Description of the task — List every line of the material below that contains the word "water".

Coordinate annotation entries:
==================================================

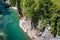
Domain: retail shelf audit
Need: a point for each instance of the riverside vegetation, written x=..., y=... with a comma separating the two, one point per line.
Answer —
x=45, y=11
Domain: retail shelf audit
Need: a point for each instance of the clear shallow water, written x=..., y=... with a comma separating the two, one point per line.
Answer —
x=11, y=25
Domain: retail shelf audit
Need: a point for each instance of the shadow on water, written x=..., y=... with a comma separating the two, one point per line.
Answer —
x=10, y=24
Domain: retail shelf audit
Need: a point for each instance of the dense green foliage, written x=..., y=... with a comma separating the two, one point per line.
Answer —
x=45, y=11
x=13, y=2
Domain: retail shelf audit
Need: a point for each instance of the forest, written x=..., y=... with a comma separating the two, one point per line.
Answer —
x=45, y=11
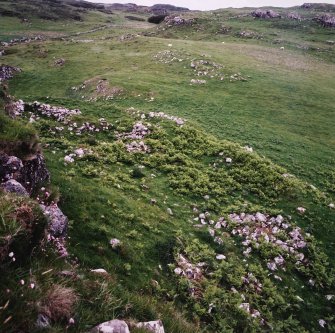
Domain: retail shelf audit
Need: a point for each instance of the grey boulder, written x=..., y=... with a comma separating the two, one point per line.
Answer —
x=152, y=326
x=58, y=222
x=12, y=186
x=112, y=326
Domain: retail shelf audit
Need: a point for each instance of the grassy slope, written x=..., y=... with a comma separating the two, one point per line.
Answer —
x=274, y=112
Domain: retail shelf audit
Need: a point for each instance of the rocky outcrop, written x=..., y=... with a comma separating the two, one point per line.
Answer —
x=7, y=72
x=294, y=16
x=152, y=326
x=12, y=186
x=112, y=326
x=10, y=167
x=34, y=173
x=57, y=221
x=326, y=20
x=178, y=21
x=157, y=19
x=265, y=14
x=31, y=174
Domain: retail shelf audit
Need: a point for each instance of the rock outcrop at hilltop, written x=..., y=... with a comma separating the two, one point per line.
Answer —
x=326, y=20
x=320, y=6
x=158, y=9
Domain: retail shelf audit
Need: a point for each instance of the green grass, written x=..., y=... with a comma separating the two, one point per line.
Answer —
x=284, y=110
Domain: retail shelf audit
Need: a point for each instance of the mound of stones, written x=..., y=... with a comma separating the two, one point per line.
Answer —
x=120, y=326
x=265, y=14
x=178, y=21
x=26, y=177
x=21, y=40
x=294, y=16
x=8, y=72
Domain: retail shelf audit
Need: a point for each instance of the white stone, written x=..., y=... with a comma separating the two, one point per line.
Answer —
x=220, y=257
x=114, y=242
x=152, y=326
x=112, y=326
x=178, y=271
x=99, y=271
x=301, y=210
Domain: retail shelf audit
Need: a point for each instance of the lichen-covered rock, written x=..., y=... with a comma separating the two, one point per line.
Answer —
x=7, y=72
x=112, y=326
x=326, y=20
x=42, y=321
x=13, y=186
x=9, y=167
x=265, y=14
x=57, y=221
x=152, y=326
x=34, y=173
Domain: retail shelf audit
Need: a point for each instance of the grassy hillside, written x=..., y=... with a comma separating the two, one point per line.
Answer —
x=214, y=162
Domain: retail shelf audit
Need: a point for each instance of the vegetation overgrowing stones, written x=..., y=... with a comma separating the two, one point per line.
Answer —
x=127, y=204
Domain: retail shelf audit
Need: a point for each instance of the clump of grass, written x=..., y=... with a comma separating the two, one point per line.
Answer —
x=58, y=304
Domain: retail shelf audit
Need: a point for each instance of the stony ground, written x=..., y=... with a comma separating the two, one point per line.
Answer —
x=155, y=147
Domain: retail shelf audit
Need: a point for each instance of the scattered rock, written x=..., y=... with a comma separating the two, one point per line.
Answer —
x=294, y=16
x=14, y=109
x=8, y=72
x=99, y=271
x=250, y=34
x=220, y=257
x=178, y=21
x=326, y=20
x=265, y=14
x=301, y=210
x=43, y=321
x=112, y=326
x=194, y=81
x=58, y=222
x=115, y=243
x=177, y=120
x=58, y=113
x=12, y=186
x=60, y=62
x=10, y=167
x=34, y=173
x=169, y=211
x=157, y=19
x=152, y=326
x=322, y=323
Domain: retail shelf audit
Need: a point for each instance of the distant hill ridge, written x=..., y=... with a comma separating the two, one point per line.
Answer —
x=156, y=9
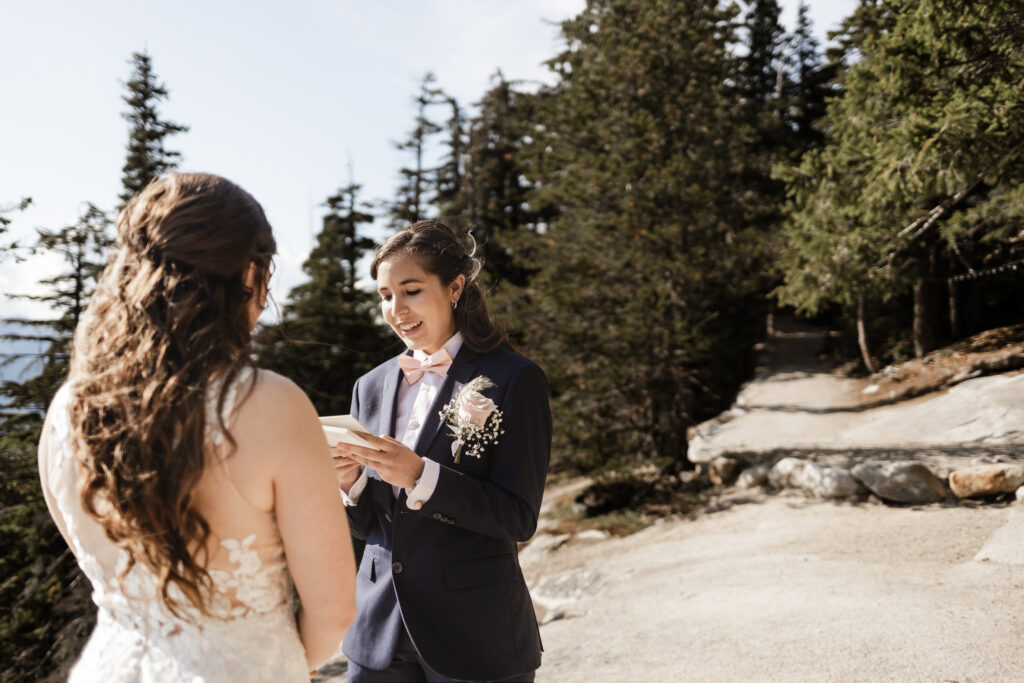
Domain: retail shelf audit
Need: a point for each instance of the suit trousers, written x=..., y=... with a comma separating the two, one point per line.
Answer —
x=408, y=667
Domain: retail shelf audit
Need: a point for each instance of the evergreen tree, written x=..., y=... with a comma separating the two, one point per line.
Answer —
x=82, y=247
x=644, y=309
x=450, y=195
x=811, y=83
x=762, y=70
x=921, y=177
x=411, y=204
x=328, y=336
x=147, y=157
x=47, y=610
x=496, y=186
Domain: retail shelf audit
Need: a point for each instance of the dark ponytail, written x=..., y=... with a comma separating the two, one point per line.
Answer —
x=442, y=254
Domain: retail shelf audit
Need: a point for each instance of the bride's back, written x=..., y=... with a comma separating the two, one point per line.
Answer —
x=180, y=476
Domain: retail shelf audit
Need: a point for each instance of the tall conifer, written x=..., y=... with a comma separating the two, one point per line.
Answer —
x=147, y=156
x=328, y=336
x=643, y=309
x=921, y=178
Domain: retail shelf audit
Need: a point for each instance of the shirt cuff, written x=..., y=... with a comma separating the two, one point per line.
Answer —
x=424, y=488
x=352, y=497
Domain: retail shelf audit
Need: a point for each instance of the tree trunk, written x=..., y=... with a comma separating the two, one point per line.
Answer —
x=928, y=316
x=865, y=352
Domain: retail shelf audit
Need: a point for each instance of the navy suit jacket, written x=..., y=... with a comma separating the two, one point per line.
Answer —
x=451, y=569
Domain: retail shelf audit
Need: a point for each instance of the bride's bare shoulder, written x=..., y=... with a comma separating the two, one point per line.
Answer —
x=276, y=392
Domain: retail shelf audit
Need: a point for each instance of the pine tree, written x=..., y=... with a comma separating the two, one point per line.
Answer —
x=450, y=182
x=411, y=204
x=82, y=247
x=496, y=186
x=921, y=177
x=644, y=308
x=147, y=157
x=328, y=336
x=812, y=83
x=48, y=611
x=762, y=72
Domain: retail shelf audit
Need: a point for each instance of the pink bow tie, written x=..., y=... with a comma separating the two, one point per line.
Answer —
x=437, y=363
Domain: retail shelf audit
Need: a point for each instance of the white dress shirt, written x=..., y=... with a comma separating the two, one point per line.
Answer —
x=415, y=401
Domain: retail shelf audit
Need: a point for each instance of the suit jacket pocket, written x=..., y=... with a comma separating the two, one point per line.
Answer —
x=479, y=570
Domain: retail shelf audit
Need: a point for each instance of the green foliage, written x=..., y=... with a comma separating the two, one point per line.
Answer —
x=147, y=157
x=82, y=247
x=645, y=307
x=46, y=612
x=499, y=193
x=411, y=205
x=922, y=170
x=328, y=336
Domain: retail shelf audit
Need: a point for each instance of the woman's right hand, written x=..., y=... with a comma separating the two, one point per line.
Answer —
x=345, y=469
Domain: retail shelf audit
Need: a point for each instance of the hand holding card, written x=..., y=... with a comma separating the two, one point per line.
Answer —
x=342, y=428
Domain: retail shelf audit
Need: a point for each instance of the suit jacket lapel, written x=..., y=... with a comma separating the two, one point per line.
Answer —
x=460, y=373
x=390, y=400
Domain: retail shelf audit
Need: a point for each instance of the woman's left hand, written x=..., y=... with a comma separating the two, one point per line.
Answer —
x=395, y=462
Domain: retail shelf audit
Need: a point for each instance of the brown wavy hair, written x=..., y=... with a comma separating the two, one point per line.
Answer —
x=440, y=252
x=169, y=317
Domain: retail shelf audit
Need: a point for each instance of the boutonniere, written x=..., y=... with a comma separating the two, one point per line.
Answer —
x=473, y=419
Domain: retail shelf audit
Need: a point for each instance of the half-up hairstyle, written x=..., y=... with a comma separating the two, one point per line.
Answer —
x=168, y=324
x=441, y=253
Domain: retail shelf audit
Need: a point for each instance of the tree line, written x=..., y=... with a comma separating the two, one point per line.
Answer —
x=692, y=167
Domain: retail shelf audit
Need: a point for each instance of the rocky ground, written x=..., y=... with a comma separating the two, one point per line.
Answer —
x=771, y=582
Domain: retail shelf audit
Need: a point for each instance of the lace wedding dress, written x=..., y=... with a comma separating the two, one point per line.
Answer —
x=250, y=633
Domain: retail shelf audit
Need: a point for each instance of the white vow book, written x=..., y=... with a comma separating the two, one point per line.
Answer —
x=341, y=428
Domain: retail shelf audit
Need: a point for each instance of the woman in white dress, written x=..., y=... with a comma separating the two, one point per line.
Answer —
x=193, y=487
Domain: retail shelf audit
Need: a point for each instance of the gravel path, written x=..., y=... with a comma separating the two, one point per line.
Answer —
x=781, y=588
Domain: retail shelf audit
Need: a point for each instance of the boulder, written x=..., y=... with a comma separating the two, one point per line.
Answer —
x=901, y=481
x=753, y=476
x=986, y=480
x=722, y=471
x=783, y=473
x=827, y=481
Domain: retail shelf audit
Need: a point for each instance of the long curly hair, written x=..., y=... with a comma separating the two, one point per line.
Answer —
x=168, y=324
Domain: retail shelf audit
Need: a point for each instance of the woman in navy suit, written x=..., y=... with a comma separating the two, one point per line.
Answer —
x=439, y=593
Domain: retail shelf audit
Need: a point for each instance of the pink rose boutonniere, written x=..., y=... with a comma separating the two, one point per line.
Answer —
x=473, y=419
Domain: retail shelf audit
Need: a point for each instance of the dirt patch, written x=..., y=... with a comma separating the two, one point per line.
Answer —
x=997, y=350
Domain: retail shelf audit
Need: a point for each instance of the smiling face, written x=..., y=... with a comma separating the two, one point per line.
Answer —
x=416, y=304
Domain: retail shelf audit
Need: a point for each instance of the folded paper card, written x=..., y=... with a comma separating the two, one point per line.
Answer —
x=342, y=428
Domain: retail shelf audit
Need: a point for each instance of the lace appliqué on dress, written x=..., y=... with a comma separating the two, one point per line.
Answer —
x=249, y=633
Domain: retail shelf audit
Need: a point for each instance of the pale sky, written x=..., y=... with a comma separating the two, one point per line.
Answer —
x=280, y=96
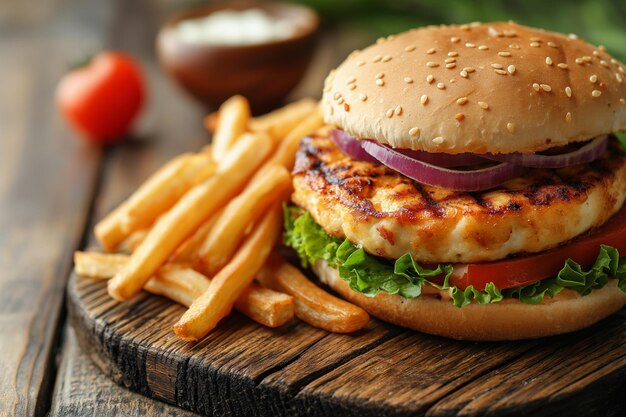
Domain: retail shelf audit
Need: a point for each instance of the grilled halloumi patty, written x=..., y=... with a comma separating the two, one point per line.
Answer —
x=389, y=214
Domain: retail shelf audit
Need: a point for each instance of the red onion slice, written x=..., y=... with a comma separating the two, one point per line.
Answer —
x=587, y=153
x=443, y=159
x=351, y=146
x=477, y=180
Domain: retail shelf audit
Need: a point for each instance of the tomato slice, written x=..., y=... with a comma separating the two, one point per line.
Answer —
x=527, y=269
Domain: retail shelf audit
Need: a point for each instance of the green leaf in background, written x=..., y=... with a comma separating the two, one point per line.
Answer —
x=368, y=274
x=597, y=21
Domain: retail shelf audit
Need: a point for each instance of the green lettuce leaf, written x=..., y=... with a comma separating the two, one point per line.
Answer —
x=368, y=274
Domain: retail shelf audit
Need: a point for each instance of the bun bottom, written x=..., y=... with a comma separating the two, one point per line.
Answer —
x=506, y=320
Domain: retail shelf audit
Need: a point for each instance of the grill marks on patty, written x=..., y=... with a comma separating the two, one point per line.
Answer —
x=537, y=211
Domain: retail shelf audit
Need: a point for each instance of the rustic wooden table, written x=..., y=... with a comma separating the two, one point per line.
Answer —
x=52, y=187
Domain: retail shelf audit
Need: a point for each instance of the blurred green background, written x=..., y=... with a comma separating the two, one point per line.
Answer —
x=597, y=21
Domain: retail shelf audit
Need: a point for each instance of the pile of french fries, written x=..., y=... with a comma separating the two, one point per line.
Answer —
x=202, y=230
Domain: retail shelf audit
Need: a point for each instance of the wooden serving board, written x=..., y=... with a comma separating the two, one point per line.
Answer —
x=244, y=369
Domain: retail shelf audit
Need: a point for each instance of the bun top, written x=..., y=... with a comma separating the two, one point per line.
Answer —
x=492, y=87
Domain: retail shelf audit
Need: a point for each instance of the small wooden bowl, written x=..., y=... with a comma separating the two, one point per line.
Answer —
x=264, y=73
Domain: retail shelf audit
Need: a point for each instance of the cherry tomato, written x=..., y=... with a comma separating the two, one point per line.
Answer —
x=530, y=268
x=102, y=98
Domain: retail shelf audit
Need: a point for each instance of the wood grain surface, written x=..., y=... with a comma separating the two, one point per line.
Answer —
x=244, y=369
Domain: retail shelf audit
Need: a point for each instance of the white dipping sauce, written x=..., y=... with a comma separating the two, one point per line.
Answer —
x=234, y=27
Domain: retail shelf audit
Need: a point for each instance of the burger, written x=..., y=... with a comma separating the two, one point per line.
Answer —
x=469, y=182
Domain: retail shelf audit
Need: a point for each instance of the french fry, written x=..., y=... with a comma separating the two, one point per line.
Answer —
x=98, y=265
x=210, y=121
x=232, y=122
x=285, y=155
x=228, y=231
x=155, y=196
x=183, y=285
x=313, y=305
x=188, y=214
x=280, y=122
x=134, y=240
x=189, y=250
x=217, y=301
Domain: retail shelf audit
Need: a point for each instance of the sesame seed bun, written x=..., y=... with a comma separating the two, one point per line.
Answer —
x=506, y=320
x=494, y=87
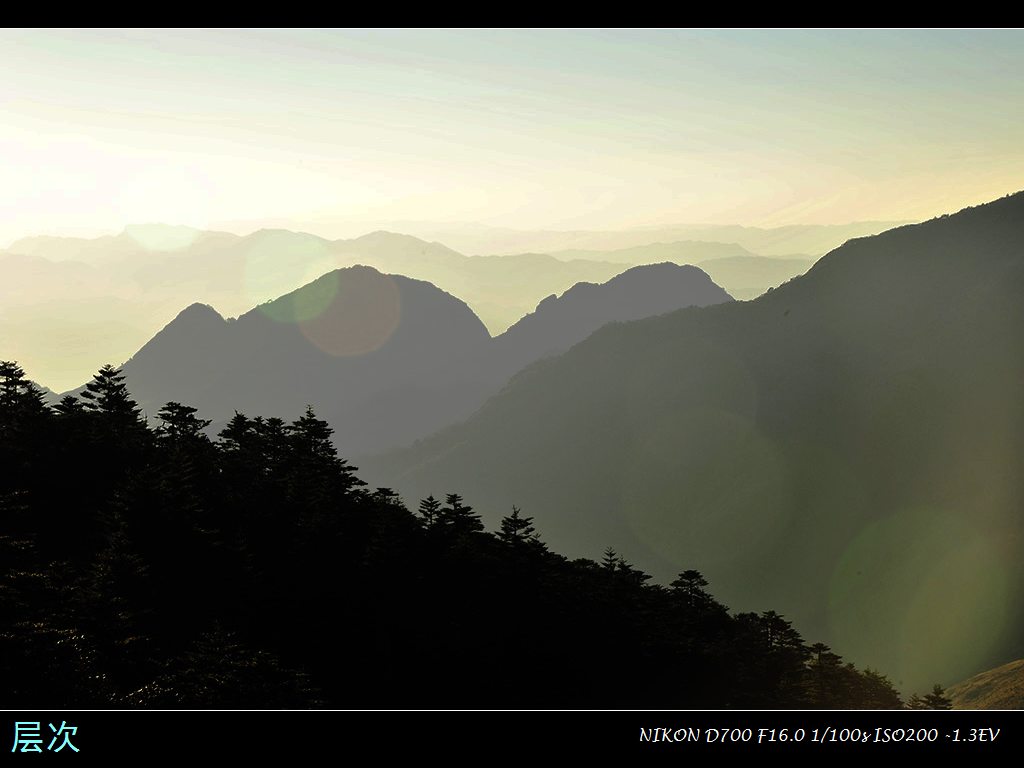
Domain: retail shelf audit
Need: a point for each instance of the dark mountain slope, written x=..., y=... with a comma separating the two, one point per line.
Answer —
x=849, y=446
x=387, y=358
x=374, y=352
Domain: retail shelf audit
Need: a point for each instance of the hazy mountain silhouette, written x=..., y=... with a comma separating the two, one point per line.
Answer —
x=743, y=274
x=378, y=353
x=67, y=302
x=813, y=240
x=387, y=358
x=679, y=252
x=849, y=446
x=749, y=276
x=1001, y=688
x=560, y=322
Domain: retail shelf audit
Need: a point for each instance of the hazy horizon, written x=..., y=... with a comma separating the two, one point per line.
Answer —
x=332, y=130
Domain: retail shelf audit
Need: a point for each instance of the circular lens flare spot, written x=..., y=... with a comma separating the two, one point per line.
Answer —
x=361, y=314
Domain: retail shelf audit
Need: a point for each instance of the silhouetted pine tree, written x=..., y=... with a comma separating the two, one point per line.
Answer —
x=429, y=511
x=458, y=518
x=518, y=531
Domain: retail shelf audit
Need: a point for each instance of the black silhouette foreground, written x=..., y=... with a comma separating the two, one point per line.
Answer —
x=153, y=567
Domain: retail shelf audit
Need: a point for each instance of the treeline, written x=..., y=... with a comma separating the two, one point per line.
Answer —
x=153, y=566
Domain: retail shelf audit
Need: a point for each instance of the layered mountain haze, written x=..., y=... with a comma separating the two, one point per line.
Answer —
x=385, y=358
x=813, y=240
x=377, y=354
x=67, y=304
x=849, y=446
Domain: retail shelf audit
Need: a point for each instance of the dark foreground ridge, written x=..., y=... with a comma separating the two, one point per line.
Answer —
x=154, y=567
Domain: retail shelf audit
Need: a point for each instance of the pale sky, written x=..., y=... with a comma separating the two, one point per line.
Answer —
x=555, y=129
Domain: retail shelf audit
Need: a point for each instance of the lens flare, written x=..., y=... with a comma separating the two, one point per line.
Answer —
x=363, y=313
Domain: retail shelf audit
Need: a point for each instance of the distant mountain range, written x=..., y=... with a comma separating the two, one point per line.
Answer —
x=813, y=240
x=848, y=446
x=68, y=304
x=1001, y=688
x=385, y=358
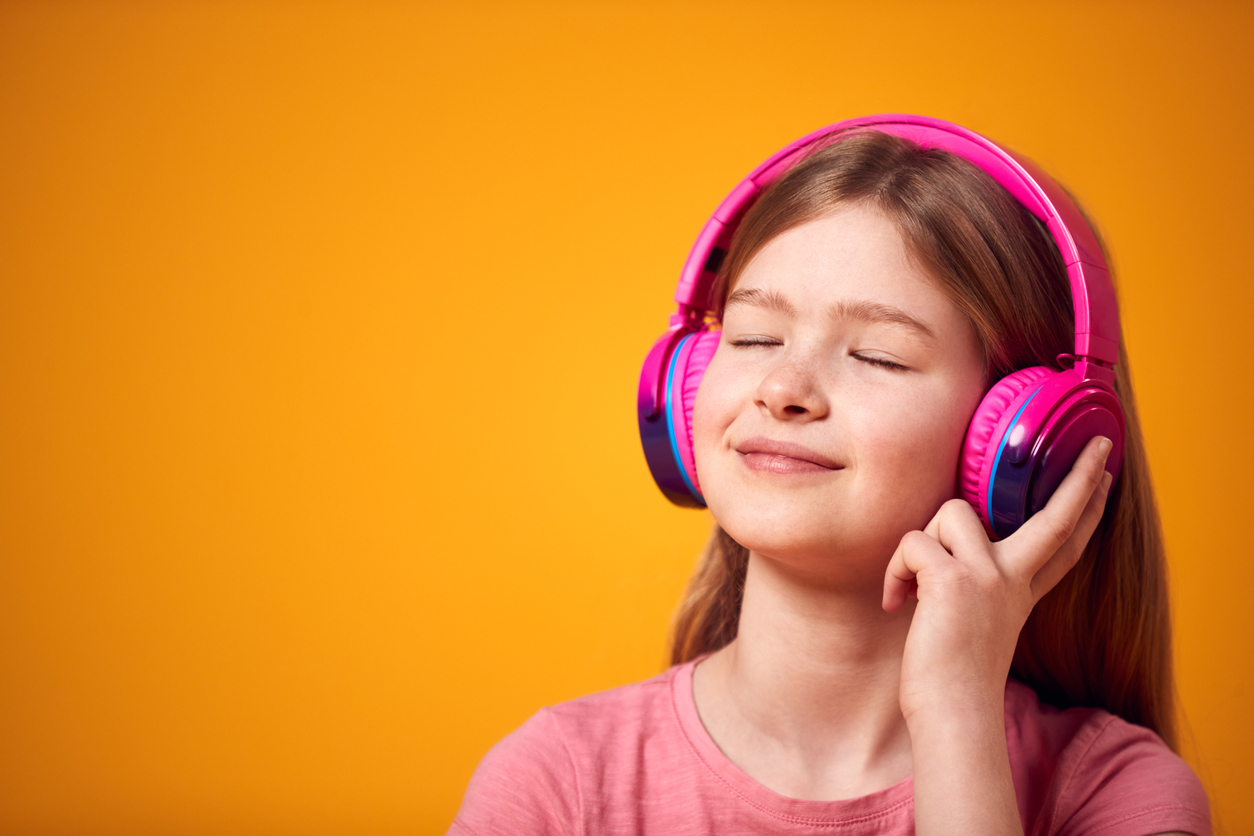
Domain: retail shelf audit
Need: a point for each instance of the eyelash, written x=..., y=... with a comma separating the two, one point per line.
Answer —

==================================================

Answer to this task —
Need: a point for each instance of the clear shallow water, written x=..., y=... with a comma separating the two, one point per line.
Need: a point for each instance of the shadow on water, written x=..., y=... with a comma separating the two, one point per line.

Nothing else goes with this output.